Provided data:

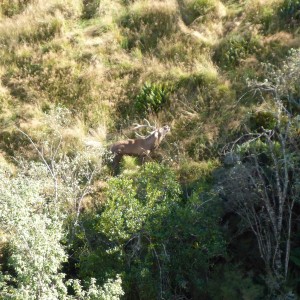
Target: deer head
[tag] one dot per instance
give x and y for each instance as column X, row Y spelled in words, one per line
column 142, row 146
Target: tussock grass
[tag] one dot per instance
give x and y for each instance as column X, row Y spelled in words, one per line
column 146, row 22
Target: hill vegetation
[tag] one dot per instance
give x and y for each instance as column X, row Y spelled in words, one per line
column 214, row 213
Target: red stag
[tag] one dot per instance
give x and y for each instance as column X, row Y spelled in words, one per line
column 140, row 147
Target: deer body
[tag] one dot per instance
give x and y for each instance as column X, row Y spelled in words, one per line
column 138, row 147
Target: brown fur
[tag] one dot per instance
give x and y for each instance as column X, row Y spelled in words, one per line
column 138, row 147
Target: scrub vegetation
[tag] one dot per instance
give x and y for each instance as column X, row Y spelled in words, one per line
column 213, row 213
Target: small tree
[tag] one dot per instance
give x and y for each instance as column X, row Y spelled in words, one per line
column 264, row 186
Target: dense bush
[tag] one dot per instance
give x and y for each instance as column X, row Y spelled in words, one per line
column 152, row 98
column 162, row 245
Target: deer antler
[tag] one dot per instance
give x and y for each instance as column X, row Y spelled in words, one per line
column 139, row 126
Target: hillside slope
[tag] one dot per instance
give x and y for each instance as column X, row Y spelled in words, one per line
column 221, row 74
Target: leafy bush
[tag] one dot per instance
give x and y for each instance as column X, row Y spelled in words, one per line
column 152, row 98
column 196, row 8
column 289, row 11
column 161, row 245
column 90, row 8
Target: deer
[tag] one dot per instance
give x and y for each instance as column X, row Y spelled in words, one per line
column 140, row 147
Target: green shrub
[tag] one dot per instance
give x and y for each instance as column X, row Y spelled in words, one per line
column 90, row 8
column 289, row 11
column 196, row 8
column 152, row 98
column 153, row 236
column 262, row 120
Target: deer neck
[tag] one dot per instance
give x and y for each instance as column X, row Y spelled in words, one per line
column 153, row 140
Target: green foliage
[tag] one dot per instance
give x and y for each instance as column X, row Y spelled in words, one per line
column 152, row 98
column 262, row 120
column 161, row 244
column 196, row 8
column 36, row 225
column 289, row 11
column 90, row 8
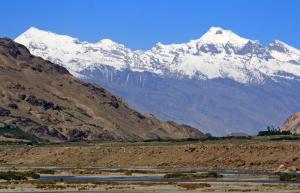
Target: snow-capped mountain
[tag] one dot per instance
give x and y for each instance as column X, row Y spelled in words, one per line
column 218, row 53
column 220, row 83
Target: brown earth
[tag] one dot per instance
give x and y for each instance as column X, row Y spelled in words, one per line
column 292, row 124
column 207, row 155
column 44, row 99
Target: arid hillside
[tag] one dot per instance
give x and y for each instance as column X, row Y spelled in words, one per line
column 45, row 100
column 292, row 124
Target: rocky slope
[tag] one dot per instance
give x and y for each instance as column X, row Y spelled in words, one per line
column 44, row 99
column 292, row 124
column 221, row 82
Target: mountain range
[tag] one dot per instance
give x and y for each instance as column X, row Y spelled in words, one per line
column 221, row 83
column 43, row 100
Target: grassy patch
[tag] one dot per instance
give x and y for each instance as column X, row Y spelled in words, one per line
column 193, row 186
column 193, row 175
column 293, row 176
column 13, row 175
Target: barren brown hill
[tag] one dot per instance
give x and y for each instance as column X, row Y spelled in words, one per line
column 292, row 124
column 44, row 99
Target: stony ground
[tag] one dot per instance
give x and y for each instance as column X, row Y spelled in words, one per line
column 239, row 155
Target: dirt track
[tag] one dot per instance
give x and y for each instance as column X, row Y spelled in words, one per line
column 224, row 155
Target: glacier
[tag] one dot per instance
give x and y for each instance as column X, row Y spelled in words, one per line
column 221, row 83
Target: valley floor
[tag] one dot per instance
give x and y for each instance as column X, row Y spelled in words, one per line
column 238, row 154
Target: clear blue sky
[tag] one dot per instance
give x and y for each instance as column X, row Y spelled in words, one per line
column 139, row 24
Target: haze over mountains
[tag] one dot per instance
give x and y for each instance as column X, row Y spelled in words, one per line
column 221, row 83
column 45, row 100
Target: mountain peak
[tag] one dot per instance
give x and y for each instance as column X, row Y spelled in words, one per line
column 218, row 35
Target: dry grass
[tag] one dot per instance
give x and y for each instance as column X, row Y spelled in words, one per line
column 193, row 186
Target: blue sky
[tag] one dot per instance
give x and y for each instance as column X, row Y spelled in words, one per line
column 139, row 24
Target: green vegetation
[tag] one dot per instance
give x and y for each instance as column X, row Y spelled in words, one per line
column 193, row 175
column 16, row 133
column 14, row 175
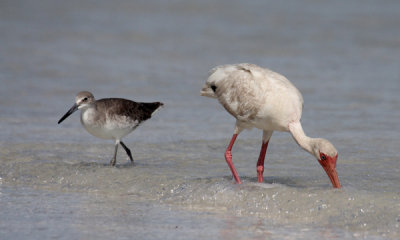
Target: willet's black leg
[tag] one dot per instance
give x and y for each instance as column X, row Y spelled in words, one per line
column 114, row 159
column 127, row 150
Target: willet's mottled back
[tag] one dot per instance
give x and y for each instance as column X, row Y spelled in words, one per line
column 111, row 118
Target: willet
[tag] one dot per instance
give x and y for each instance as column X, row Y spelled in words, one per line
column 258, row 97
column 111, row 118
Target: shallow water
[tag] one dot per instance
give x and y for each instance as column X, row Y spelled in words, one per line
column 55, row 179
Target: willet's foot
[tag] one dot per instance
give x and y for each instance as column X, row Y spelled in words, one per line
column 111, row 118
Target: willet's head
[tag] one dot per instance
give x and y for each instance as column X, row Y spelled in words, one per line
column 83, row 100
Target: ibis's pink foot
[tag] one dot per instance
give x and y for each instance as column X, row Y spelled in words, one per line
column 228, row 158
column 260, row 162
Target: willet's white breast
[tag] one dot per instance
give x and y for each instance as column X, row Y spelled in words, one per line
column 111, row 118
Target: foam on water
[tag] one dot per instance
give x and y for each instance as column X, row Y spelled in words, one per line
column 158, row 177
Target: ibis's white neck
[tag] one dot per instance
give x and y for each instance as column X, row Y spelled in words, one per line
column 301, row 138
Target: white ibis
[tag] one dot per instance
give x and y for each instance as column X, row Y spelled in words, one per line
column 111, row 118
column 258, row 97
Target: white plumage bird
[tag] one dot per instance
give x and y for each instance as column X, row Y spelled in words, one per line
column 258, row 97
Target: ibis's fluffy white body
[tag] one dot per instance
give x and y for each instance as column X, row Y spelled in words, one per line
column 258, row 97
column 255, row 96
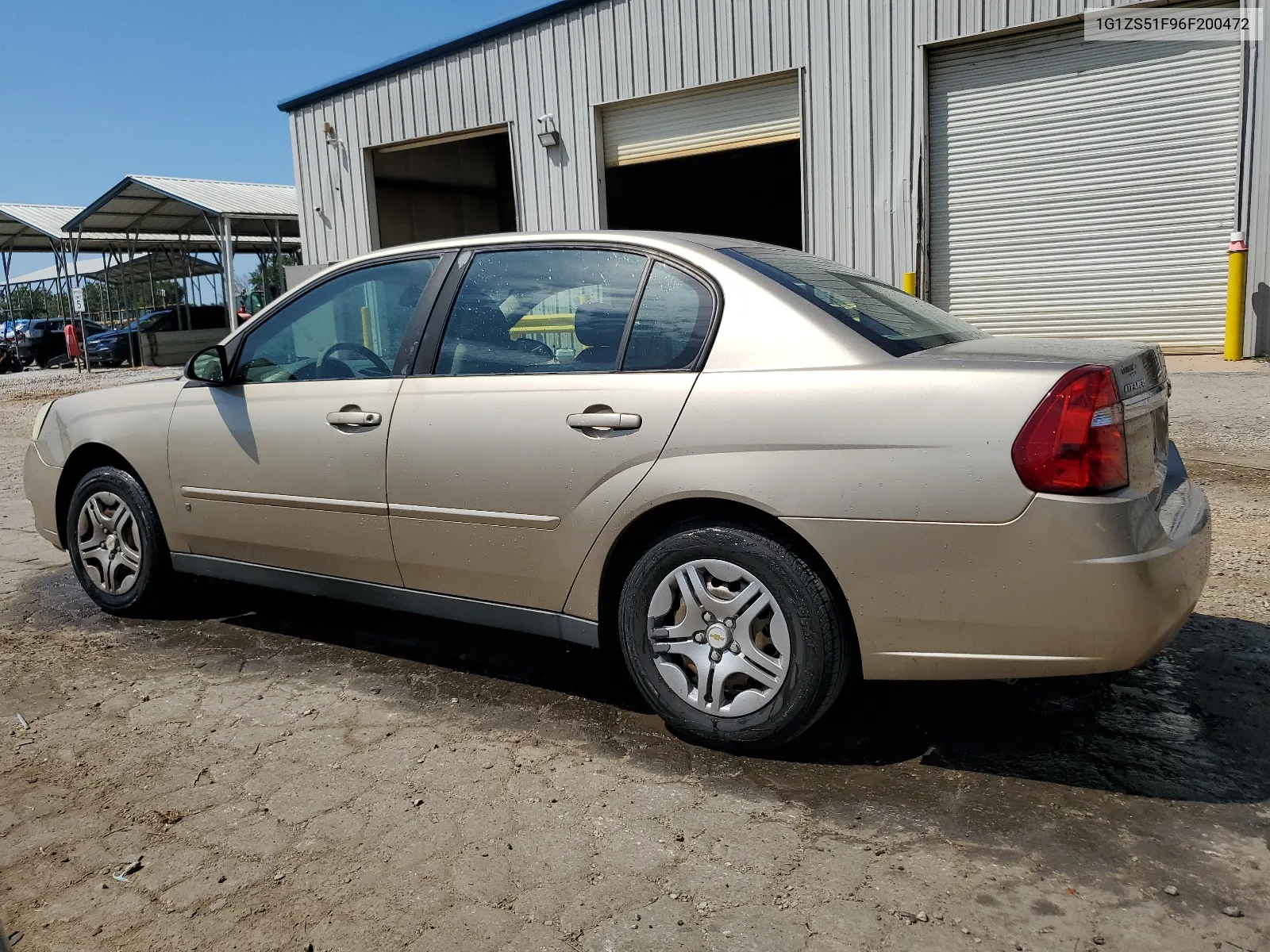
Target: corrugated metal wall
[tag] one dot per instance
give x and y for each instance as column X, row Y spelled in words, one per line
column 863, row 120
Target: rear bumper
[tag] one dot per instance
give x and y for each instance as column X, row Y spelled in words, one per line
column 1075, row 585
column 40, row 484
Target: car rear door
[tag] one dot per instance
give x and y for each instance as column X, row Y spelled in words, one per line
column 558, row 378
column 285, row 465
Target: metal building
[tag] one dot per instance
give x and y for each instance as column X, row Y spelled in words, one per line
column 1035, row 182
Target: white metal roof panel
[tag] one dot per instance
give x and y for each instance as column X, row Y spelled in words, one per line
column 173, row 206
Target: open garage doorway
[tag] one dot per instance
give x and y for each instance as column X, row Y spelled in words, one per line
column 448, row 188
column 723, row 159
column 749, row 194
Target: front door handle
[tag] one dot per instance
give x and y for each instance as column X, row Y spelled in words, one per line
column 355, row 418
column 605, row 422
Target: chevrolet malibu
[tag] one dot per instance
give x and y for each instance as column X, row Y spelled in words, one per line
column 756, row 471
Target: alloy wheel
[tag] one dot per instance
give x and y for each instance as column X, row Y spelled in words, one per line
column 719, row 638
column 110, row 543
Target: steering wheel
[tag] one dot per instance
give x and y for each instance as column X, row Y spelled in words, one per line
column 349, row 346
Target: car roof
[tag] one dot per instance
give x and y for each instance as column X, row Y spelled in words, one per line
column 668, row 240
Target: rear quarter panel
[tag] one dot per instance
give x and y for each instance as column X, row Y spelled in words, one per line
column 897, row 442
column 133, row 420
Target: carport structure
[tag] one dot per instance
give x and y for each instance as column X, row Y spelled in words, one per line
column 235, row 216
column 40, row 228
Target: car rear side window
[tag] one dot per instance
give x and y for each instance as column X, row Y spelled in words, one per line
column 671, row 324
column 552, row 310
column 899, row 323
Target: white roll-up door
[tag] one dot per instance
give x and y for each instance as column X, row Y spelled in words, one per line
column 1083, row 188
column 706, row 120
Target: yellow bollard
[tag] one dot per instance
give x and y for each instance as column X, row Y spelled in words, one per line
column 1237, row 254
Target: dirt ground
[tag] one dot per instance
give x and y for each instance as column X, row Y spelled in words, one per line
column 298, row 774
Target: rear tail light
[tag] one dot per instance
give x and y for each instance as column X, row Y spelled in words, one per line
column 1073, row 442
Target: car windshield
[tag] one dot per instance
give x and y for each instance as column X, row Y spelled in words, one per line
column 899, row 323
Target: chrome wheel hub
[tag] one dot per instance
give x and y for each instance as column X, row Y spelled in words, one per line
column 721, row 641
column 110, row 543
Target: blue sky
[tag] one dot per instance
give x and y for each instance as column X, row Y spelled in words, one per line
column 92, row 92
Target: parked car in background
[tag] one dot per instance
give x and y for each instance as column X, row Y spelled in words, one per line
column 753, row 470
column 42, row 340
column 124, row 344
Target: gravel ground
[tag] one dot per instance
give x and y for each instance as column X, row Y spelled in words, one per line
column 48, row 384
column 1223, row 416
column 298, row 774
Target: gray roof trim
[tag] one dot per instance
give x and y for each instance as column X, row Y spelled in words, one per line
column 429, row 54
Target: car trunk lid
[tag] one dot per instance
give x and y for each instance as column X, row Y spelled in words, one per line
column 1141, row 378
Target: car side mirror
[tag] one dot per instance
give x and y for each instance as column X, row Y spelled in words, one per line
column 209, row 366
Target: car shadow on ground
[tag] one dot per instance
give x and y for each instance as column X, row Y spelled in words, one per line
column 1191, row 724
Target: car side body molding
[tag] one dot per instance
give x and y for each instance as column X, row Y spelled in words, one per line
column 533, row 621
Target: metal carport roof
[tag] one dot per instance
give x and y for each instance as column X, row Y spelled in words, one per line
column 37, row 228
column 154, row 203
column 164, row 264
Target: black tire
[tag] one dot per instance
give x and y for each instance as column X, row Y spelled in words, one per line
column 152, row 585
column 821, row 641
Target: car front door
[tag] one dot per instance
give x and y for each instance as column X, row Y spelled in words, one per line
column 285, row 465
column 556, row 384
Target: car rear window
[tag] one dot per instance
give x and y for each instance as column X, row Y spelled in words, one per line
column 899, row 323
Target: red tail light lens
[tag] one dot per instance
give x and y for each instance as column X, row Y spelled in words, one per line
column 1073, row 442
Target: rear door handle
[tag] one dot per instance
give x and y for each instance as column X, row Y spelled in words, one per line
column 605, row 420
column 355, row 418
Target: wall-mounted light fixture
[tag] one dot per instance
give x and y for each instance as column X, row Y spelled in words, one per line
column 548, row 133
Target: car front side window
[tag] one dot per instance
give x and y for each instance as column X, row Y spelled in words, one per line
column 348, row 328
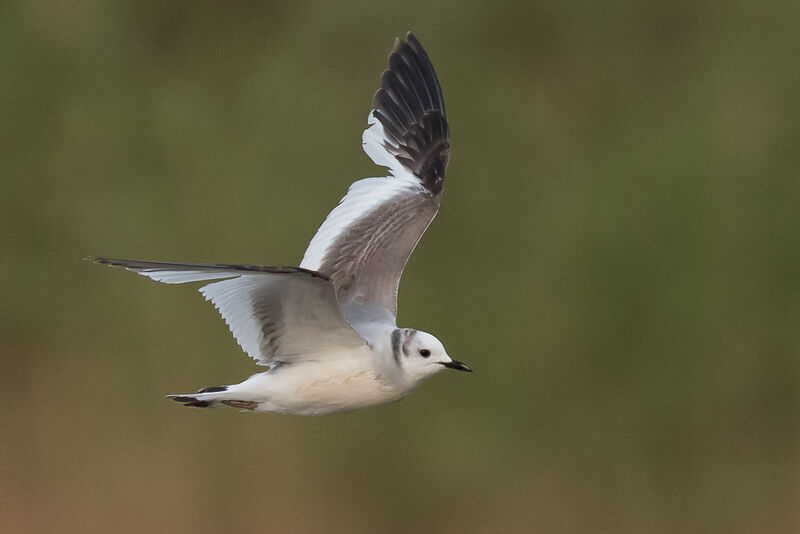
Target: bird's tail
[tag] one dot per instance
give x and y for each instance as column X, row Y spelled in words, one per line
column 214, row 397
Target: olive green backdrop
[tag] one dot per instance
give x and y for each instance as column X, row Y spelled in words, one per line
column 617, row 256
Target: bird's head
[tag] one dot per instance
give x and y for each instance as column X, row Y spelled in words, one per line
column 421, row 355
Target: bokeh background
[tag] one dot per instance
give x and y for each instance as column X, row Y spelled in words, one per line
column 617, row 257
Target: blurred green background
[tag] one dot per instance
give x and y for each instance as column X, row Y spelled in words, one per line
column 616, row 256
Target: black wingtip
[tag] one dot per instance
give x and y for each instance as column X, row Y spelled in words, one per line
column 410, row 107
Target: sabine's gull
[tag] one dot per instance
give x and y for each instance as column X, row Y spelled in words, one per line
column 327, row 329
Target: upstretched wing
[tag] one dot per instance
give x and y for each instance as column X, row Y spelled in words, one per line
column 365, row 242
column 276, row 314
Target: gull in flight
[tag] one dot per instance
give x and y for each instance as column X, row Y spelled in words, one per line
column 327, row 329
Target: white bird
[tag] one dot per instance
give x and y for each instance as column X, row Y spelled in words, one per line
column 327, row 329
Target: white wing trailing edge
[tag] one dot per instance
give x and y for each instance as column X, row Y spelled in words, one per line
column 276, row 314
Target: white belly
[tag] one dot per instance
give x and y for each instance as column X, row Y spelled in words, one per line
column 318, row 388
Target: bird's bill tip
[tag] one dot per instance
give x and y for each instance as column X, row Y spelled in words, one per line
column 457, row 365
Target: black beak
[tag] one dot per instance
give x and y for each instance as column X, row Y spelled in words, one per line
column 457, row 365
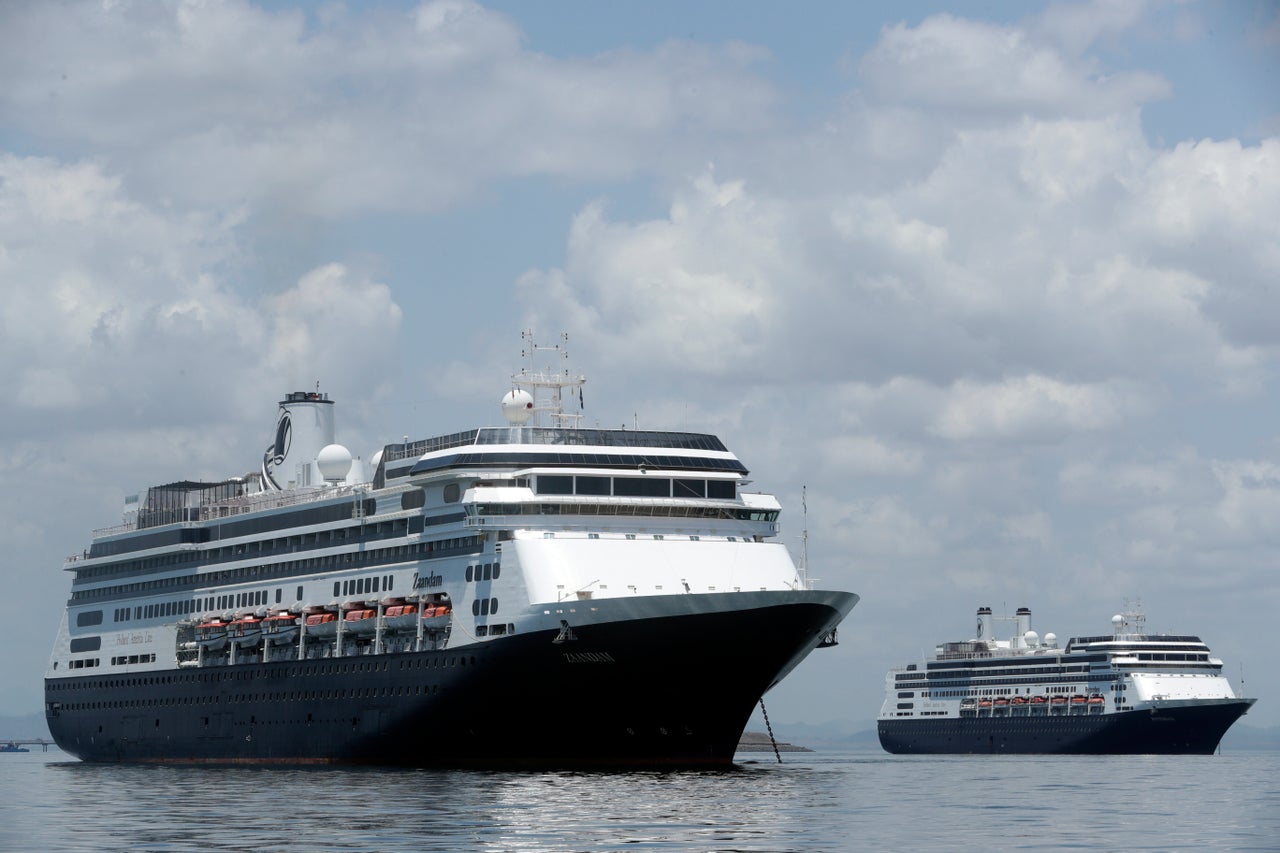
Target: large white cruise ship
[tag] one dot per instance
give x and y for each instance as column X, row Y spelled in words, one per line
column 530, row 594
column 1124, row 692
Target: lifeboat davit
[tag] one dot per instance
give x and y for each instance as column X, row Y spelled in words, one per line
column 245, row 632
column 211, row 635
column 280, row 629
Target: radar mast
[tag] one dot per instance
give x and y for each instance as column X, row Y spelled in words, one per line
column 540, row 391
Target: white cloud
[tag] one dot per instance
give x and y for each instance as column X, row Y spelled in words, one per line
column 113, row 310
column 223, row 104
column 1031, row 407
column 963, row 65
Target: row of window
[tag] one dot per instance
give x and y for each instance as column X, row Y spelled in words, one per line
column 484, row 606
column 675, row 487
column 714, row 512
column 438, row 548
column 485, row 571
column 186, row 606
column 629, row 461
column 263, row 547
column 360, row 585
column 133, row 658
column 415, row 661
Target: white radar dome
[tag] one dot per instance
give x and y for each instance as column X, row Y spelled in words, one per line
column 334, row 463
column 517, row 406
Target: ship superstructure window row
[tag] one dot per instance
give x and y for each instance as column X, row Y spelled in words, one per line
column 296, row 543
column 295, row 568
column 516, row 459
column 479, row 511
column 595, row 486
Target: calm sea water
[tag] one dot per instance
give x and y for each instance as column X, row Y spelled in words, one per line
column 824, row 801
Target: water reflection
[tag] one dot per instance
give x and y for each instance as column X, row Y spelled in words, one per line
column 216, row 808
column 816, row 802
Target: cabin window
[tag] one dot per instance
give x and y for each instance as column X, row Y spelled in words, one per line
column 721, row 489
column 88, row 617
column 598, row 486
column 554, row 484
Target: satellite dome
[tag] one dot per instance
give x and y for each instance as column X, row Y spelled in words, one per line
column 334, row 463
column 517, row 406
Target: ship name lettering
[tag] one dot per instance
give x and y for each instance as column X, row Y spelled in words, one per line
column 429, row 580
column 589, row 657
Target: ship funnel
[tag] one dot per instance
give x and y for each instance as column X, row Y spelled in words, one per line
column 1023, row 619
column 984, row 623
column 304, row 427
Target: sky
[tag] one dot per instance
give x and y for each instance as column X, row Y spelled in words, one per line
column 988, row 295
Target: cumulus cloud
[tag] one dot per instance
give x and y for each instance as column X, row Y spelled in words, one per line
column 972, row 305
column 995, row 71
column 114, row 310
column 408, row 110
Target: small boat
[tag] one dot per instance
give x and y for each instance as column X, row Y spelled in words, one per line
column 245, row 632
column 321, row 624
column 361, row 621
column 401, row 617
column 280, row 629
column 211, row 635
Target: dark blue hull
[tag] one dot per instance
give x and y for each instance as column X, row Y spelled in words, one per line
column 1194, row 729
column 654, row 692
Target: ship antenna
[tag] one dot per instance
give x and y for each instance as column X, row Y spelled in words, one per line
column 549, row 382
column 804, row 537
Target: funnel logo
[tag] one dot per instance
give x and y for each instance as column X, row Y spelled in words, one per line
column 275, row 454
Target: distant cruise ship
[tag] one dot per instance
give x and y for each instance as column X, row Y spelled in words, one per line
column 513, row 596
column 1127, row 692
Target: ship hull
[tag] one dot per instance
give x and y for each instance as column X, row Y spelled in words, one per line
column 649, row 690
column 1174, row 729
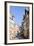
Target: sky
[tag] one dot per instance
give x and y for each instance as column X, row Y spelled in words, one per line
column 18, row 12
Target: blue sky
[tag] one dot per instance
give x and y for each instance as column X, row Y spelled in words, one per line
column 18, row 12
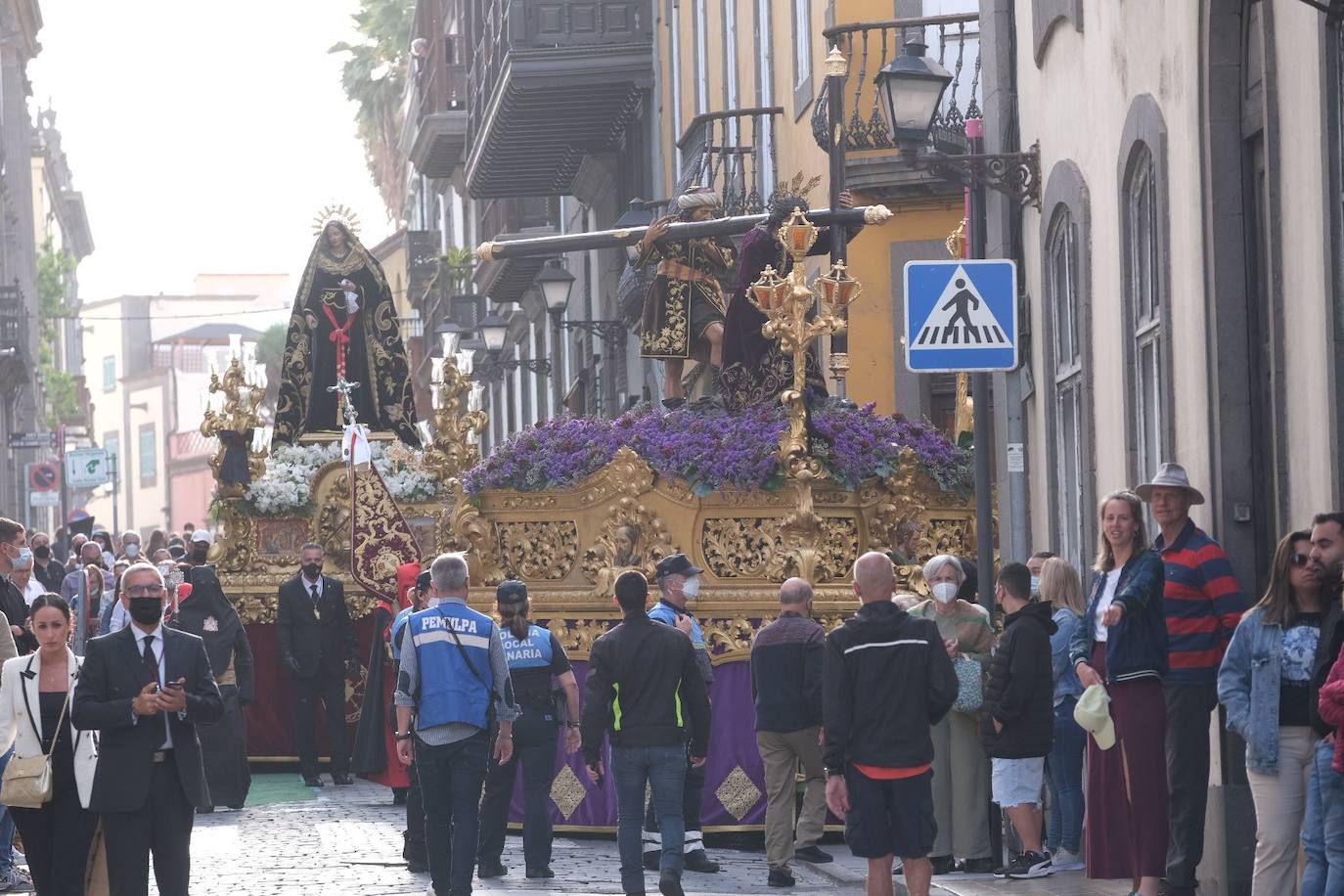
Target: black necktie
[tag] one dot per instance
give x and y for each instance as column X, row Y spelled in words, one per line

What you are asked to do: Can you copy the lines word for word, starting at the line that has "Target: white ibis" and stopping after the line that has "column 756, row 471"? Leave out any picture lines.

Result of this task:
Target: white ibis
[tag] one dot per instance
give x and y for each instance as column X, row Y spelled in words, one per line
column 111, row 118
column 258, row 97
Target: white plumage bird
[tag] one dot per instance
give x and y for each instance as column X, row Y spelled in words, one per line
column 258, row 97
Target: ibis's fluffy white body
[tag] one dot per instance
give x and y for each instance as column X, row Y spelled in words, one per line
column 258, row 97
column 255, row 96
Target: corrugated metal wall
[tag] one dot per instance
give x and y for each instance as column X, row Y spelled in words, one per line
column 863, row 120
Target: rear bumper
[tag] one dot per instance
give x and y for each instance as column X, row Y spelled in words, one per line
column 1075, row 585
column 40, row 484
Target: car rear door
[tag] one dot per instance
give x and y for each instance as column X, row Y spelled in words, one per line
column 558, row 378
column 285, row 465
Target: metal building
[tag] one dot per instance
give x and y for each instance as column X, row Y spelled in words, one per line
column 1035, row 182
Target: white metal roof panel
[tag] one dot per instance
give x and y for each instance as column X, row Y spelled in words, one per line
column 173, row 206
Target: open garage doorway
[tag] one dot per instance
give x and y for each instance as column X, row Y spelled in words, one per line
column 448, row 188
column 723, row 159
column 749, row 194
Target: front door handle
[tag] one dot per instance
give x and y for each instance as column X, row Y spelled in words, one per line
column 355, row 418
column 605, row 422
Target: chevrolet malibu
[tag] one dot per instance
give x and y for each instance as column X, row Y spelled in words, one per line
column 756, row 471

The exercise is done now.